***** Text excerpt *****

Tuesday, September 30, 2014

Jesse Halsey Autobiography


Epilogue

When I was a boy the North Main Street in the Spring was either a rushing torrent or a muddy slough. The melting snow all the way from Long Springs sought its hurried way to the town pond or rather the swamp that then extended as far north as Capt. George White’s lot (Jagger Lane). I have gone from our back gate in a row-boat all the way to the pond and could of course gone on to the beach. My playmate, Lewis Hildreth, as we were sailing shingle boats from a footbridge, fell off and was swept away. I “hollered” with all my lungs and Mr. Charles Seldon (Halsey) ran down and pulled him out. (We were about five years old.)

When the water had gone the frost came out and with the churching of darn wagon wheels the clay became a veritable “slough of despond” through which the horses wallowed, the wheels cutting ever deeper. The sod was cut from tree line to tree line through some put out rails to save the sod and keep the traffic in the roadbed.

Once, coming home from Camp’s Pond with a load of pine wood as we passed “Uncle Sam” Bishop’s he called out, “Pick a good rut, Charlie, you’ll be in it till you get home.”

*****

■ **Activities**
1) In the Jesse Halsey excerpt about North Main Street, who pulled Lewis Hildreth out of the water?
2) Carry on the Jesse Halsey recollection of North Main Street from its final sentence onward.

***** Entries provided *****

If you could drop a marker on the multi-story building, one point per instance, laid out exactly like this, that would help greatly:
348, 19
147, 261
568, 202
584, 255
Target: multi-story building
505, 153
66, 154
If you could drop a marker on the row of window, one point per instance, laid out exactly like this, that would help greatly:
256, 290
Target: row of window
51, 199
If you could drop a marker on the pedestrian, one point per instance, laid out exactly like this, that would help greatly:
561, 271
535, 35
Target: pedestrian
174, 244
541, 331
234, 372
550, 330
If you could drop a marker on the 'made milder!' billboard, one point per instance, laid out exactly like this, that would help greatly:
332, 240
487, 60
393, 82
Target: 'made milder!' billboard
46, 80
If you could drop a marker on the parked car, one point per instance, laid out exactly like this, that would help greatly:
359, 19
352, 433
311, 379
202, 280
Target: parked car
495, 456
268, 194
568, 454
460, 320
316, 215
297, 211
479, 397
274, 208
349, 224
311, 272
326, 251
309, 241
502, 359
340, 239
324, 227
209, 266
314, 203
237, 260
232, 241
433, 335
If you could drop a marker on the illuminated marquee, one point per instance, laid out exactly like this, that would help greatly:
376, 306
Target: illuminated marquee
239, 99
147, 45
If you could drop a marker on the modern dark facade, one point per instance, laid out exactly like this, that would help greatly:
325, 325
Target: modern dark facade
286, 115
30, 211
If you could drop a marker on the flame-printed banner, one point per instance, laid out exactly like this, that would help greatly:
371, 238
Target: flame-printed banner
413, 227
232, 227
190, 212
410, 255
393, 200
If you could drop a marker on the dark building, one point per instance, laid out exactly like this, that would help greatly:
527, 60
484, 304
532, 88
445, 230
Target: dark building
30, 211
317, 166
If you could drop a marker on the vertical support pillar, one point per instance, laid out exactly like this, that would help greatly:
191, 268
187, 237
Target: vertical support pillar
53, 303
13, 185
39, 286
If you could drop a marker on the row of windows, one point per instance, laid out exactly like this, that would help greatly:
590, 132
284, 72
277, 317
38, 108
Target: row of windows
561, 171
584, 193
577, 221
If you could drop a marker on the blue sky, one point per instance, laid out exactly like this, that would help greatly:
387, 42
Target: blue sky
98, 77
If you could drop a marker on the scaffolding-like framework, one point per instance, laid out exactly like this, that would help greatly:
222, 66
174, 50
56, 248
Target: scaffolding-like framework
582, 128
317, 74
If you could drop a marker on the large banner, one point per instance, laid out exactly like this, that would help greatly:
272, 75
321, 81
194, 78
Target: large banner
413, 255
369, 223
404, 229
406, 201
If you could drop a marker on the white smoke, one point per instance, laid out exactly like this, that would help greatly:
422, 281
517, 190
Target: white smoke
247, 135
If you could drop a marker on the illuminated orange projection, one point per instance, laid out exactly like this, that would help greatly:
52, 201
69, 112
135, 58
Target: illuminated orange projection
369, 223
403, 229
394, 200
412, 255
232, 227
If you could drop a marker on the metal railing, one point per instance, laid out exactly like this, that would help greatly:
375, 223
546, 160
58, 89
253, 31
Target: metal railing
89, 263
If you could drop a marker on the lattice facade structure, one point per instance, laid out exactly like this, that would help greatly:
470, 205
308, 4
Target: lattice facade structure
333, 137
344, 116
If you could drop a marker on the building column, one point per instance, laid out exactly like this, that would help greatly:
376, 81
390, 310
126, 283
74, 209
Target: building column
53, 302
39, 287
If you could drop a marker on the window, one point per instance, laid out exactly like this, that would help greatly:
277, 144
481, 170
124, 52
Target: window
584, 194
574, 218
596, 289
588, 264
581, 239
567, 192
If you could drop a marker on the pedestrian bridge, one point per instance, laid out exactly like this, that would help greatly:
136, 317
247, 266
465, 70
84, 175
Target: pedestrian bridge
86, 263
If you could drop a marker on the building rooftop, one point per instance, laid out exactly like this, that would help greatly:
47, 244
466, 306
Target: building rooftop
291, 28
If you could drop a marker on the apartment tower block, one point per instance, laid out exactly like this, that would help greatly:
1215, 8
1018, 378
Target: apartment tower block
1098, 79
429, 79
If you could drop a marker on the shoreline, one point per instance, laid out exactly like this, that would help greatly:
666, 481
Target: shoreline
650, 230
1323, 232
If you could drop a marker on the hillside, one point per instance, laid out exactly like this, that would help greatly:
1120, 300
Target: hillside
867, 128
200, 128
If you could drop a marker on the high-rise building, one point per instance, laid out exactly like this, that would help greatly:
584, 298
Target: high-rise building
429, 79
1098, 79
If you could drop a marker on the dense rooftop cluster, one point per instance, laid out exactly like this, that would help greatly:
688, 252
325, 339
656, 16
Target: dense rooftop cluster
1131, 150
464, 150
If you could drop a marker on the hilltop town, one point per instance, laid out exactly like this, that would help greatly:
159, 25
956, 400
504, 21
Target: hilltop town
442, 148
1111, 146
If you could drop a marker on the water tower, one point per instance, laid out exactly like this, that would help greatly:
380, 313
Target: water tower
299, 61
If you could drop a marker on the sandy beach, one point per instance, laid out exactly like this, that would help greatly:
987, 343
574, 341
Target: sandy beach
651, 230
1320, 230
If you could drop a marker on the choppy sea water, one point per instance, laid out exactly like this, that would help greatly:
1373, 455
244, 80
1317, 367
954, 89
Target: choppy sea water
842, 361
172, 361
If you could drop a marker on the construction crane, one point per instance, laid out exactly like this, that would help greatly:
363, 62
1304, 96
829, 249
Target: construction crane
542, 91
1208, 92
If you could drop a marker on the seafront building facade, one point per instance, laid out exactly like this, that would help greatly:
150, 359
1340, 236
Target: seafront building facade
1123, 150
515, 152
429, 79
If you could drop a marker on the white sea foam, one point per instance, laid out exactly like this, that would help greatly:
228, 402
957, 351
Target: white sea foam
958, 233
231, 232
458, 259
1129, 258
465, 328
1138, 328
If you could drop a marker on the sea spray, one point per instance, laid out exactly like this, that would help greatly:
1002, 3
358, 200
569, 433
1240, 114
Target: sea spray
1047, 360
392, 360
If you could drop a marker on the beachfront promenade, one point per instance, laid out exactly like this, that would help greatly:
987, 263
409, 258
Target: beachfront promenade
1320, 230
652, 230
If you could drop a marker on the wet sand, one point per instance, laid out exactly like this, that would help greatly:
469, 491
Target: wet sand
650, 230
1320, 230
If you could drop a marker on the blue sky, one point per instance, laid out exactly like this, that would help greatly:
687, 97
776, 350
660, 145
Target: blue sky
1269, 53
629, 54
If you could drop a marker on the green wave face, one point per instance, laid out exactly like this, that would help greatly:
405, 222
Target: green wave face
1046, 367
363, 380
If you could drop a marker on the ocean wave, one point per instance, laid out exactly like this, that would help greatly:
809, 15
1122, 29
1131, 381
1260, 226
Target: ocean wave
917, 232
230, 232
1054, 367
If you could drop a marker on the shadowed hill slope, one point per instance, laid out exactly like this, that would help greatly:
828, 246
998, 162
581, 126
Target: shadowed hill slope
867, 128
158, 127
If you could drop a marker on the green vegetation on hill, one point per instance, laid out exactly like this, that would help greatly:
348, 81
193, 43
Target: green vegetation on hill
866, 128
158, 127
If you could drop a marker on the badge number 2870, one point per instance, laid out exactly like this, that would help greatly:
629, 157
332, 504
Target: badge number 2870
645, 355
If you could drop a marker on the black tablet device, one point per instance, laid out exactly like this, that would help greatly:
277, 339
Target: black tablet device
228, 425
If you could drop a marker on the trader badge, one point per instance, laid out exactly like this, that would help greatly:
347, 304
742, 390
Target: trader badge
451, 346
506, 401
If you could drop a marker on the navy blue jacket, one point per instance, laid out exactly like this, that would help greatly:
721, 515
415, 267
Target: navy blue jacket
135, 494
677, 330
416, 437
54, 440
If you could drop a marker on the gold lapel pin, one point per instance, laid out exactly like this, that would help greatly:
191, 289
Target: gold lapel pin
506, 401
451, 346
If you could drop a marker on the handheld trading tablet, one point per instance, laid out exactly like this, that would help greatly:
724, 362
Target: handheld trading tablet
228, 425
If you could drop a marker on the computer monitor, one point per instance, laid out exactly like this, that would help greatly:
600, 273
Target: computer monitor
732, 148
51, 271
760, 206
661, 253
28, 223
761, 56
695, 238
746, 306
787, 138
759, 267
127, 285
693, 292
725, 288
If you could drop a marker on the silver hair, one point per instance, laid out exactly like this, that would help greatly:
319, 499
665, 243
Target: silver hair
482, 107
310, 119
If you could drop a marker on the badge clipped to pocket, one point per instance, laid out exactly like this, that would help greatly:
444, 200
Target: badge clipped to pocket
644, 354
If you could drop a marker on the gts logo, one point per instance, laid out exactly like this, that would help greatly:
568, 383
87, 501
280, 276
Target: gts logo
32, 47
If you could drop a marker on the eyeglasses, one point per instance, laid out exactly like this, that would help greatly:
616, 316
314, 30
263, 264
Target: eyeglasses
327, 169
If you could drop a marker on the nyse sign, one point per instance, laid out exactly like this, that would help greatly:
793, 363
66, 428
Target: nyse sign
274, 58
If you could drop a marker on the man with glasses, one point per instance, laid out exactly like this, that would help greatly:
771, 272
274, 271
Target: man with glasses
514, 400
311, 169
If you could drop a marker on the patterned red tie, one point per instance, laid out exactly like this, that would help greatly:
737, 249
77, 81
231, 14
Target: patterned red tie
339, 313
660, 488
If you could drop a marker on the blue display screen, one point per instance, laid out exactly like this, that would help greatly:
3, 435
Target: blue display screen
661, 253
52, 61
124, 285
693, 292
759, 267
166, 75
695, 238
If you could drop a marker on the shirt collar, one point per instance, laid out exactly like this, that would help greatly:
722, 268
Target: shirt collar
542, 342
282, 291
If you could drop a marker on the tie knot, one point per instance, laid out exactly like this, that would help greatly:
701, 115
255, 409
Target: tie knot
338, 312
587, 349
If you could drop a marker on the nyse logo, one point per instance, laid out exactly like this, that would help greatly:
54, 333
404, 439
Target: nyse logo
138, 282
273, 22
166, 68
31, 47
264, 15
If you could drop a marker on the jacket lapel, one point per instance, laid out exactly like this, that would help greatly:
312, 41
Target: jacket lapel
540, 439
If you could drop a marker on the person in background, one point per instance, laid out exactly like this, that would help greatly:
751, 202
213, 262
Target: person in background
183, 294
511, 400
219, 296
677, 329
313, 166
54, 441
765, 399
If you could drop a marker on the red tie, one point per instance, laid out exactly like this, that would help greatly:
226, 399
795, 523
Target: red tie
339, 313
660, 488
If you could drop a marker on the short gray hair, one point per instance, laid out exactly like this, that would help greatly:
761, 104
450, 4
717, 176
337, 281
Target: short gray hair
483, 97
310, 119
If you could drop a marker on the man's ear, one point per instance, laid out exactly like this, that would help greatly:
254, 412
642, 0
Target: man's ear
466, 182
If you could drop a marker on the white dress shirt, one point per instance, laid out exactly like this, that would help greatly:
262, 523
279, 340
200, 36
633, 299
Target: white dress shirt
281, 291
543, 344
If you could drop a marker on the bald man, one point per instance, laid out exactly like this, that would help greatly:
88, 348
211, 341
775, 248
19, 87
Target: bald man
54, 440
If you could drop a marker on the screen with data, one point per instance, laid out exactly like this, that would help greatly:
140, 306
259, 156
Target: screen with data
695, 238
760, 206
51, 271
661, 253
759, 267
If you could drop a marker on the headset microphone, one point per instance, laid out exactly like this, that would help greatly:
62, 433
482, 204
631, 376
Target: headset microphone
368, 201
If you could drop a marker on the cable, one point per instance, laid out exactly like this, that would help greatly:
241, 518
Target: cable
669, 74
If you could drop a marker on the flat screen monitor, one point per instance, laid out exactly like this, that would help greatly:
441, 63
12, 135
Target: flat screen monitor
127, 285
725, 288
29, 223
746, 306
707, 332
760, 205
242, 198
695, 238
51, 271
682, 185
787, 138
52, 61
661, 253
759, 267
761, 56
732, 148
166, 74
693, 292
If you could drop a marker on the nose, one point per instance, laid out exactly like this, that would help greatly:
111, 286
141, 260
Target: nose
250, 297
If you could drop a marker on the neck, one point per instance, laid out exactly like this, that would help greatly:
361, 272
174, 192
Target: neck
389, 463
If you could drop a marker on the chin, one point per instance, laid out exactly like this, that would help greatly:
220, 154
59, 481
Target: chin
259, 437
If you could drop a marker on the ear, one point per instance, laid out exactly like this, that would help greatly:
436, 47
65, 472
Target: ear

*****

■ **Answer section**
1) Mr. Charles Seldon (Halsey) ran down and pulled him out.

2)
There was quite a hill coming up toward our place, from what is now Powell Avenue (as the contour of the lawns on the east side of Main St. will reveal) and it was hard pulling for the horses. Main St. is none too straight following an old cow path likely which eased these (small) hills by circumventing them (circumnavigate would be a better word under the two conditions I have mentioned). When the mud had gone and Mr. Dan Phillips had guided the road scraper through the village with two teams tandem pulling the machine, with the oncoming of summer dust took the place of mud and only after the “Yorkers” came was any attempt made to sprinkle the streets.

The first watering carts were low box affairs made locally by George Culver or Andy Jagger that with a trap bottom backed into the town pond (Lake Agawam) and when they were full the horses drew them out and the bottom closed. When they reached the proper place on the street the driver opened the gate and the water ran out through some perforations in a pipe, leaving a trail about six feet wide. A limited area was patrolled, Main St. from the beach to Seely’s Store (no Catina’s) and First Neck Lane—not much more. Later came the windmills installed by the Southampton Village Improvement Association and big Studebaker cars that carried a thousand gallons (I estimate) were circulated over a wider area. One of the big windmills was located back of our barn with an immense tank that furnished a bountiful supply not only for the [railroad] watering cars, but piped into our barn and cow-yard, watered our stock. Before that time it was my daily duty after school to man the old log pump that stood by the back door and pump water that ran through wooden troughs to the barn-yard. Ultimately, the water also piped into our house.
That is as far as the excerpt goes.